**** Stored rows ****
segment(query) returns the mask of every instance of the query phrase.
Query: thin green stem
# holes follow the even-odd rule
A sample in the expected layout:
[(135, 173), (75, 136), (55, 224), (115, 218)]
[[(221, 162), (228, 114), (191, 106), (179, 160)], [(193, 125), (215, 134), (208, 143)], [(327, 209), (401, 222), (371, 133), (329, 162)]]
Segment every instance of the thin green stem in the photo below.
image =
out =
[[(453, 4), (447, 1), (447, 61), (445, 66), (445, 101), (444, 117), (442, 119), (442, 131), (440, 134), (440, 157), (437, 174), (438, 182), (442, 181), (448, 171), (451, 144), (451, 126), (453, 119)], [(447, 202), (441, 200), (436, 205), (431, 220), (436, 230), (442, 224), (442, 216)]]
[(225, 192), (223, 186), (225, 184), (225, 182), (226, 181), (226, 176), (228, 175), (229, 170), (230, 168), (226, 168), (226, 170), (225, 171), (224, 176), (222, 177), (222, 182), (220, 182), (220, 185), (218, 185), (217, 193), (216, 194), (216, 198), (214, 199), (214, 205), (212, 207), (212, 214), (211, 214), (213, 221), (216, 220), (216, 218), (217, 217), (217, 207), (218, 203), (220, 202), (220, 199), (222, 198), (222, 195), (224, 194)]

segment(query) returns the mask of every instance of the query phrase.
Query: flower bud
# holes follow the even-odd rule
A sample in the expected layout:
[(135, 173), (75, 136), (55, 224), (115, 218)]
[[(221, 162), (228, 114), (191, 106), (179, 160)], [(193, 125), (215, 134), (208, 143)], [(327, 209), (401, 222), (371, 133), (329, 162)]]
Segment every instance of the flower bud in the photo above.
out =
****
◆ Given instruction
Write out the stretch from the start of the listing through the line containing "195), (224, 194)]" again, requests included, and shift every polygon vertex coordinate in the answers by -79. Leave the requests and their sample layouts as they are.

◆ The solution
segment(query) returns the mask of every instance of the query phrase.
Query: thin green stem
# holes follow the even-odd rule
A sample in the expected layout:
[(135, 173), (75, 136), (55, 224), (115, 218)]
[[(221, 162), (228, 114), (191, 106), (179, 160)], [(193, 125), (215, 134), (208, 143)], [(327, 209), (401, 222), (371, 133), (329, 162)]]
Segment every instance of the thin green stem in the photo below.
image =
out =
[[(374, -75), (368, -78), (368, -18), (366, -13), (366, 22), (365, 38), (363, 40), (363, 52), (361, 55), (361, 78), (358, 95), (359, 103), (363, 102), (369, 92), (372, 65), (372, 47), (374, 40)], [(368, 123), (362, 121), (357, 126), (352, 141), (357, 151), (363, 145), (363, 137)]]
[(146, 113), (144, 107), (146, 105), (146, 103), (147, 102), (147, 97), (149, 96), (150, 91), (151, 89), (147, 89), (147, 91), (146, 92), (145, 97), (143, 98), (143, 103), (141, 103), (141, 106), (139, 106), (138, 114), (137, 115), (137, 119), (135, 120), (135, 126), (133, 128), (133, 135), (132, 135), (134, 142), (137, 141), (137, 139), (138, 138), (138, 128), (139, 124), (141, 123), (141, 120), (143, 119), (143, 116), (145, 115)]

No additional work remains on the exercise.